»»
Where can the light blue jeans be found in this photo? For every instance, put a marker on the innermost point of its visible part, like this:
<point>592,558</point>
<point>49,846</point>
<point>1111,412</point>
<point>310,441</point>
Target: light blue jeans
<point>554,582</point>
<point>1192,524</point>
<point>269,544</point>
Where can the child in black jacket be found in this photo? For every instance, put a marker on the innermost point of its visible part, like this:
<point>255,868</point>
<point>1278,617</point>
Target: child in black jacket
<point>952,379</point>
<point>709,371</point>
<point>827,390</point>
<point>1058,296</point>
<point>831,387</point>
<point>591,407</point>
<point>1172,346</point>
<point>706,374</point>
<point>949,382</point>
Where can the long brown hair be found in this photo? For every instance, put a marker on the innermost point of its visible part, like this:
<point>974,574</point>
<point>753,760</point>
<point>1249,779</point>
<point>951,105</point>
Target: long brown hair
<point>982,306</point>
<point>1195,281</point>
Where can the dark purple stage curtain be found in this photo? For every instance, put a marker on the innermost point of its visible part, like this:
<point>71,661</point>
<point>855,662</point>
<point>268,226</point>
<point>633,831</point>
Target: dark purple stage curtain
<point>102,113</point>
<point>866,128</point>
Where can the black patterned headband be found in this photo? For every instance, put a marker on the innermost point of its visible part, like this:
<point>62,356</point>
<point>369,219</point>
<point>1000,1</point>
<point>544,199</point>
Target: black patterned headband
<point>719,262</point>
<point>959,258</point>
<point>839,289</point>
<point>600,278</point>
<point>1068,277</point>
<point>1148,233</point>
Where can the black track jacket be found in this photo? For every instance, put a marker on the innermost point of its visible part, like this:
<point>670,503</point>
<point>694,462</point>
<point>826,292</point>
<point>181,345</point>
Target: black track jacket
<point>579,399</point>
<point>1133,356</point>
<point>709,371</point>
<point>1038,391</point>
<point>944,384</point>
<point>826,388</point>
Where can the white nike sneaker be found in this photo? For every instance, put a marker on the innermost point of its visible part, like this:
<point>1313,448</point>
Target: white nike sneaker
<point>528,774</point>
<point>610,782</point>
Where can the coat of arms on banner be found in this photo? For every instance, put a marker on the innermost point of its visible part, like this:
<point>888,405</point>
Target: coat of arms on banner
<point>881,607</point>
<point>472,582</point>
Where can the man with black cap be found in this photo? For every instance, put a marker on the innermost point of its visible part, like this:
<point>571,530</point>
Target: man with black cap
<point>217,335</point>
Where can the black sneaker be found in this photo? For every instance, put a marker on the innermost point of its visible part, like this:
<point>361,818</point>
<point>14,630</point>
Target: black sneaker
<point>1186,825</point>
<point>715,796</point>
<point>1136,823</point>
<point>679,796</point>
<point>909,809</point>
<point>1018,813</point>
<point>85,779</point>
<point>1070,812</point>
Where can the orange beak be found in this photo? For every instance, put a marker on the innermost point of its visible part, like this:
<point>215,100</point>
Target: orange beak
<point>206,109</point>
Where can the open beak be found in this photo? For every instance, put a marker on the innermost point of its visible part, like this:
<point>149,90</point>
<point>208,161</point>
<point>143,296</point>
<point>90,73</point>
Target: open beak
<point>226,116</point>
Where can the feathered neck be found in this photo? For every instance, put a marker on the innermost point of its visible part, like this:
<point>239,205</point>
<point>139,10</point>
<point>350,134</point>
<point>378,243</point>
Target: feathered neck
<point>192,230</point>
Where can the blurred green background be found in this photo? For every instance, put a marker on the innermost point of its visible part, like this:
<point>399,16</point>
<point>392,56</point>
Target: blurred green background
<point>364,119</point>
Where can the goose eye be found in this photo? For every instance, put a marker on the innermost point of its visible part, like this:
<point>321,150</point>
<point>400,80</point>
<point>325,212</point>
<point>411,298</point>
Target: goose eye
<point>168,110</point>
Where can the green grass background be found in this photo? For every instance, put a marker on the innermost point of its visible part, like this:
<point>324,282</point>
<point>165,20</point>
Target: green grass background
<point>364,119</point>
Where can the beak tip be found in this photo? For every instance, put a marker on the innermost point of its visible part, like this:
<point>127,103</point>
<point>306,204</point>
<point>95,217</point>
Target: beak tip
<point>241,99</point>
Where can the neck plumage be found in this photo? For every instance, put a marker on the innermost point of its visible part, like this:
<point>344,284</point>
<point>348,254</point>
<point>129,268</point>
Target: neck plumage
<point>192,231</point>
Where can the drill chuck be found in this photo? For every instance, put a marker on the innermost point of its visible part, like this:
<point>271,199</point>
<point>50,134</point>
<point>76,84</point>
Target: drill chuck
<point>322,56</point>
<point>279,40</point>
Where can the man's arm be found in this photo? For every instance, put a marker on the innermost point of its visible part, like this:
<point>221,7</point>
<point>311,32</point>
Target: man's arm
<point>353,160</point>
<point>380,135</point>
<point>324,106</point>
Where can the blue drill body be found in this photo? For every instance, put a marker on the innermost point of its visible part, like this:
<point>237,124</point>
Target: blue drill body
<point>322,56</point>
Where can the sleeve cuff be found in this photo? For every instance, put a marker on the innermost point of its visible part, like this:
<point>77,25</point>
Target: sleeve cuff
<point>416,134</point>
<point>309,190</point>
««
### Task description
Copy every record shown above, exactly and completely.

### Completed task
Where can the light blue jeans be found in this photo? For every instance, put a marker on the innermost point of its visible part, like this:
<point>592,558</point>
<point>49,846</point>
<point>1111,412</point>
<point>310,441</point>
Target: light blue jeans
<point>554,582</point>
<point>1192,524</point>
<point>269,544</point>
Where can the child in black jacket be found in this photo? For every instance, put a marker on the innermost point of its visible part, like this:
<point>255,868</point>
<point>1278,617</point>
Target: child in black jacket
<point>952,379</point>
<point>709,371</point>
<point>827,390</point>
<point>1058,296</point>
<point>831,387</point>
<point>591,407</point>
<point>1172,346</point>
<point>706,374</point>
<point>949,382</point>
Where can the long brown hair be found in this photo? For every instance, put a marker on the innermost point of its visible part, like this:
<point>974,574</point>
<point>753,760</point>
<point>1249,779</point>
<point>951,105</point>
Target: long brown hair
<point>982,306</point>
<point>1195,281</point>
Where can the dark purple stage curtain be found in this photo? For every instance, put a marker on the innermost point of its visible part, like this:
<point>71,661</point>
<point>855,662</point>
<point>268,226</point>
<point>633,831</point>
Target: dark purple stage curtain
<point>102,113</point>
<point>866,128</point>
Where can the black patterned headband be found in this photo? For every instance, put a marker on the innermost point of its visible part, like this:
<point>62,356</point>
<point>369,219</point>
<point>1000,1</point>
<point>544,199</point>
Target: black patterned headband
<point>719,262</point>
<point>959,258</point>
<point>839,289</point>
<point>600,278</point>
<point>1068,277</point>
<point>1148,233</point>
Where can the black track jacket be found in this photo? For every instance, put a marker on the innermost point of its visible part, like this:
<point>670,503</point>
<point>694,462</point>
<point>826,292</point>
<point>181,345</point>
Target: black track jacket
<point>579,399</point>
<point>1133,356</point>
<point>709,371</point>
<point>1038,391</point>
<point>944,384</point>
<point>826,388</point>
Where can the white nike sneaker be found in this photo? For every instance, put a marker on the innermost point of its visible part, like this:
<point>1313,448</point>
Target: white nike sneaker
<point>528,774</point>
<point>610,782</point>
Where can the coat of arms on banner be found in this photo? For every instance, put a marker on the innermost point of its visible part, like this:
<point>888,405</point>
Target: coat of arms on banner
<point>881,607</point>
<point>472,582</point>
Where can the man with black cap be found in this photo? For every instance, put a marker on the innermost point of its visible part, like this:
<point>571,530</point>
Target: man with black cap
<point>217,335</point>
Where can the black sneaker be found in this photo? For every instance, put a marker on the innermost point of its visible part, like this:
<point>361,818</point>
<point>14,630</point>
Target: black sneaker
<point>1186,825</point>
<point>715,796</point>
<point>1136,823</point>
<point>679,796</point>
<point>909,809</point>
<point>1018,813</point>
<point>85,779</point>
<point>1070,812</point>
Where can the orange beak be found in this photo? For every instance, put a marker on the innermost point of its visible part, like this:
<point>215,100</point>
Target: orange beak
<point>206,109</point>
Where can the open beak be found in this photo? For every instance, put a marker on the innermost point of its visible part, like this:
<point>149,90</point>
<point>208,161</point>
<point>143,296</point>
<point>90,73</point>
Target: open beak
<point>226,116</point>
Where can the feathered neck be found in this photo? For every instance, put a marker on the innermost point of its visible part, like this:
<point>239,205</point>
<point>139,10</point>
<point>350,134</point>
<point>378,243</point>
Target: feathered neck
<point>192,230</point>
Where can the blurred green background be found in this photo? For every instance, put a marker on the innermost point of its visible part, like this:
<point>399,16</point>
<point>392,56</point>
Target: blurred green background
<point>364,119</point>
Where can the goose eye be found in this photo? For every instance, put a marker on the innermost point of its visible part, like this:
<point>321,150</point>
<point>400,80</point>
<point>325,212</point>
<point>411,298</point>
Target: goose eye
<point>168,110</point>
Where can the green grass background be found in this photo? For every instance, put a marker on the innermost point of its visible part, like this:
<point>324,282</point>
<point>165,20</point>
Target: green grass background
<point>364,119</point>
Where can the beak tip be found in this photo? For every instance, put a marker on the innermost point of its visible part, like this:
<point>127,103</point>
<point>306,204</point>
<point>95,217</point>
Target: beak tip
<point>241,99</point>
Where can the neck plumage be found in this photo? For every instance, put a marker on the innermost point of its visible part, like this:
<point>344,284</point>
<point>348,254</point>
<point>129,268</point>
Target: neck plumage
<point>192,231</point>
Where can the drill chuck be found in this photo? For every instance, put a marker on the innermost point of its visible part, like this:
<point>271,199</point>
<point>50,134</point>
<point>76,84</point>
Target: drill chuck
<point>322,56</point>
<point>279,40</point>
Where can the man's arm be found in this photo? For every instance, put a marker on the innermost point of its visible part, like this:
<point>221,7</point>
<point>311,32</point>
Target: man's arm
<point>353,160</point>
<point>380,135</point>
<point>324,106</point>
Where can the blue drill body be found in this photo? For every instance, put a marker on the innermost point of its visible part, like this:
<point>237,124</point>
Target: blue drill body
<point>322,56</point>
Where can the sleeve cuff be found in this photo? For every instance, put a marker on the innermost point of its visible part, like this:
<point>77,25</point>
Target: sleeve cuff
<point>416,134</point>
<point>309,190</point>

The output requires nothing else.